Some of the waters had extra amounts of iron salts in the water, making the water a deep rusty red, and hence the name Chalybeate Springs. But for the origin of this unusual word, it is necessary to go back to antiquity.
“Chalybeate waters, also known as ferruginous waters, are mineral spring waters containing salts of iron.
The word “chalybeate” is derived from the Latin word for steel, Chalybs, which, in turn, is derived from the Chalybes, who were a people living in Anatolia over 2000 years ago and who were experts in iron working.“
A brief note on pronunciation, the Americans would say the word exactly as it looks, which ends up sounding rather boring and flat; I much prefer the official version pronounced kuh-LIHB-ee-uht which adds a feeling of mystery and exoticism to the word.
It so happens that the Sandstone found in the High Weald, is the ideal landscape for a profusion of Chalybeate Wells. Probably the most famous in the South East is Tunbridge Wells, where in the 18th Century, the Pantiles, and its chalybeate spring, attracted tourists wishing to partake of the waters and drink the red water.
Hastings had always had aspirations to be a spa town and, therefore, there was always a certain amount of jealousy in Hastings in respect of its near neighbour Tunbridge Wells. With this in mind, the founder of Alexandra Park, Robert Marnock, utilised a natural fast flowing spring, with the idea that it would encourage people to Hastings to take the waters. It appeared not to have worked and 140 years later the spring can still be found, looking rather sorry for itself, in the upper reaches of the park, spewing out a constant flow of rust red water.
There is a plaque, which states that the Chalybeate Spring was “originally in open farmland, Robert Marnock incorporated this feature into Alexandra Park in 1880. The underground spring supplies a steady flow of foul iron-rich water once drunk for its alleged health-giving properties.”
Having drunk from the well, I can attest to it being foul tasting, your mouth tastes as though you had been sucking on an iron bar for several hours and the unpleasantness lingers on for a not inconsiderable time. As to its health giving properties, I’m afraid I was unable to force enough of the stuff down, to form a reasoned scientific opinion.
Today, the spring can be found tucked away in the upper reaches of the park, rather neglected and unloved, a long way from the vision of Robert Marnock.
A few metres further on from the spring is an overgrown well that most people walk past without a second glance. However, on closer inspection, there is a half hidden plaque which states that “Peter McCabe, an Irish Physician based in Wellington Square was Mayor of Hastings 1838 and 1843, committed campaigner for clean water, he constructed both this spring and the East Hill public well the foot of the cliffs at Rock a Nore”
The well in Alexandra Park has, quite clearly, not been used for drinking purposes for a considerable period of time, but if you go to Rock a Nore, you’ll find the aforementioned rather shabby public well, still functioning to this day, sited under the Funicular Railway and dispensing water to thirsty souls.

▶ **REQUEST 1**:
Summarize the text on chalybeate springs in two sentences.
The text and the records were taken from unrelated sources.

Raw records

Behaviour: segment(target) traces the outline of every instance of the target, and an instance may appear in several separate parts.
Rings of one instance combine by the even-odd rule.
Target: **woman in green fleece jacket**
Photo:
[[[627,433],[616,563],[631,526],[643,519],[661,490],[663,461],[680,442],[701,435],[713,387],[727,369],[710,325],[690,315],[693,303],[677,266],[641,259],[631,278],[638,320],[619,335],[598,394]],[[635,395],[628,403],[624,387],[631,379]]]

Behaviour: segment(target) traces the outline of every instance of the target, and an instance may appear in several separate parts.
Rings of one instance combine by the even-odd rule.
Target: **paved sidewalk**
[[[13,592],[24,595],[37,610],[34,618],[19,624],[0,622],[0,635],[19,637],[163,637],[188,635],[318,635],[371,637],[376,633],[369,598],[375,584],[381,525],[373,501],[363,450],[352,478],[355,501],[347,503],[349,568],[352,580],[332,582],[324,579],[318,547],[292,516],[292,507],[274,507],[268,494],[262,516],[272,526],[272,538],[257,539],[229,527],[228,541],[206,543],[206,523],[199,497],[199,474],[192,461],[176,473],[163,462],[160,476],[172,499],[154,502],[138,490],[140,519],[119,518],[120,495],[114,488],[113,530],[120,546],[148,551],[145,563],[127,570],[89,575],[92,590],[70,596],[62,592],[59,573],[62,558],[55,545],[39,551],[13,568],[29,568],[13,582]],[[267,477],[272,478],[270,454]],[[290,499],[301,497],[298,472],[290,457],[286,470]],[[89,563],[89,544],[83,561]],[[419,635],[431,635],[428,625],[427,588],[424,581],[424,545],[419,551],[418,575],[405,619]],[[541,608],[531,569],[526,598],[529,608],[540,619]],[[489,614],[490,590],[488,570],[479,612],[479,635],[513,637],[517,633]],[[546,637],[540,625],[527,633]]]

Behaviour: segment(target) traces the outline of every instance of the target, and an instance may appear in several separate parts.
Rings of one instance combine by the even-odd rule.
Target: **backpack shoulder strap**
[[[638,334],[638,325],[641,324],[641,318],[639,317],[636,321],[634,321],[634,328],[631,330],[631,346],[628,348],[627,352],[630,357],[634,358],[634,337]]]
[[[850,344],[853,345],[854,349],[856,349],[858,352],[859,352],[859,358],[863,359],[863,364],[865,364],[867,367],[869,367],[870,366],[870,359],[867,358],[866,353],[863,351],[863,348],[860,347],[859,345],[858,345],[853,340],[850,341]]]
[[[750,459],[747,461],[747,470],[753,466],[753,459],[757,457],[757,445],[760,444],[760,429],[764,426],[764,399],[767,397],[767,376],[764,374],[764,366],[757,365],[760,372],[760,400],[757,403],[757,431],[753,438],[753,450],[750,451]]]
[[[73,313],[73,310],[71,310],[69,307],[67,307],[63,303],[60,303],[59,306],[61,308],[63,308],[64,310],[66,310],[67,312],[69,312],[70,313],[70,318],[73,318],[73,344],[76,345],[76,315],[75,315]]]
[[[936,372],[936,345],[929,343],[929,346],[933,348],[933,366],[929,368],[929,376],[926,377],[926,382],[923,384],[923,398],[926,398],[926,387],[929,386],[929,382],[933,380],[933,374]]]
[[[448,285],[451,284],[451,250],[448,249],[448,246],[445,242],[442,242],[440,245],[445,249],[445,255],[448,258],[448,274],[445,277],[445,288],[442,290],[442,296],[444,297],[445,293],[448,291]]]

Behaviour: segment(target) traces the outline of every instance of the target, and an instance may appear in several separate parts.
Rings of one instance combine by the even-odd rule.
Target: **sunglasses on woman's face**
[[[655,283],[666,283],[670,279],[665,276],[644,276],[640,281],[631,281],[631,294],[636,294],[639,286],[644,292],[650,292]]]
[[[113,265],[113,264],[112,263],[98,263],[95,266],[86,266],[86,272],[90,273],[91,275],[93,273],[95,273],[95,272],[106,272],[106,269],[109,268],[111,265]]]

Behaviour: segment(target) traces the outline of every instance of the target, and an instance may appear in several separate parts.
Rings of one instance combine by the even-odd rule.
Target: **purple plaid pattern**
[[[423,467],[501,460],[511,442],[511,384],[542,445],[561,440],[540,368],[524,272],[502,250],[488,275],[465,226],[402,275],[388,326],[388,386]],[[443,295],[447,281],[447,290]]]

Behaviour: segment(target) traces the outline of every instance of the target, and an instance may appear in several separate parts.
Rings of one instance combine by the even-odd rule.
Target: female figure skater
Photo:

▶ **REQUEST 2**:
Report each line of the records that contains the string "woman", copying those lines in full.

▶ **REPLY 1**:
Chalybeate waters are mineral spring waters containing iron salts, and their name goes back through the Latin word for steel to the Chalybes, an ancient people of Anatolia who were experts in iron working. In 1880, Robert Marnock brought a chalybeate spring into Alexandra Park in Hastings, hoping to draw visitors to take the waters as they did at Tunbridge Wells, but the spring now sits neglected in the upper reaches of the park, still pouring out foul-tasting rust-red water.

▶ **REPLY 2**:
Target: **woman in green fleece jacket**
Target: **sunglasses on woman's face**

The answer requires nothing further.